§ Text block
The event got almost no publicity in advance, seemingly in large part because it was mainly discussed and publicized in the Polish language émigré press and in Polish on social media. There’s been almost no news coverage since it occurred. One exception is this write-up in Newsweek. There’s also this write up with some video from The Forward.

Other than that though there’s been almost no coverage of the event in the US media.

Credit: Molly Crabapple

The only reason I know about it is that my friend, the artist and author Molly Crabapple, was there observing and counter-protesting and live-tweeted it as it unfolded. Here’s the first tweet in her thread, which I strongly encourage you to read. (Clicking the tweet will take you to Twitter and you can read the entire thread in chronological order.)

Here’s another thread from another observer, counter-protestor.

The only counter-protest presence was organized by a group called Outlive Them New York, which calls itself “part of an international network of antifascist Jews and allies.”

The history of the Holocaust in Poland is complicated. Poland spent almost the entirety of the Second World War in Europe under German Nazi occupation and suffered grievously. There were also many Poles who courageously worked to save Jews. Yad Vashem lists 6,863 Poles who are among the “righteous” who worked to save Jews during the Nazi Holocaust. Poles also have a good point when they push back against calling a camp like Auschwitz a “Polish concentration camp” as opposed to one run by Germany on occupied Polish soil. But it is also true — and fixed into the intergenerational memories of many Jews — that there was profound complicity on the part of the Polish population in the extermination of Polish Jewry. Indeed, I believe Poland is the only country in Europe which had pogroms after the country was liberated from the Nazis.

§ Information supplied
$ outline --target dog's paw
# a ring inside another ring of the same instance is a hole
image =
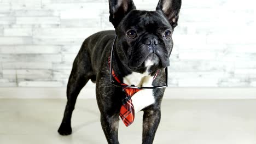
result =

§ Actions to take
1. Answer these from the piece on the protest and Poland's Holocaust history:
(a) Which two outlets does it name as having covered the event?
(b) What group organized the only counter-protest presence?
(c) How many Poles does Yad Vashem list among the "righteous"?
2. Carry on the piece about the protest and Poland's Holocaust history from its final sentence.

§ In response
1.
(a) Newsweek and The Forward.
(b) Outlive Them New York.
(c) 6,863.

2.
The specifics of the history aren’t really the point of this post, though it’s one that the current Polish government is now moving increasingly toward denying. But I don’t think it’s any accident that this happened in today’s climate — both what is happening today in Poland, where discussion of Polish complicity in the genocide is now illegal, and what’s happening in the US, where anti-Semitism is on the rise and coddled by those in power.

The rally organizers say there were 300 people in attendance. Others put the number maybe closer to 200. But this was a large turnout. From observers I spoke to it seemed mainly to be older Polish-American immigrants, along with their second generation children and grandchildren.

Here’s one of many responses to Molly’s Twitter thread, complaining “where were the Jews” to help rebuild Poland after the war? Over 90% of Polish Jewry were murdered during the Holocaust. They weren’t available.

This happened. In broad daylight. In New York City in 2019.

Photos courtesy of Molly Crabapple.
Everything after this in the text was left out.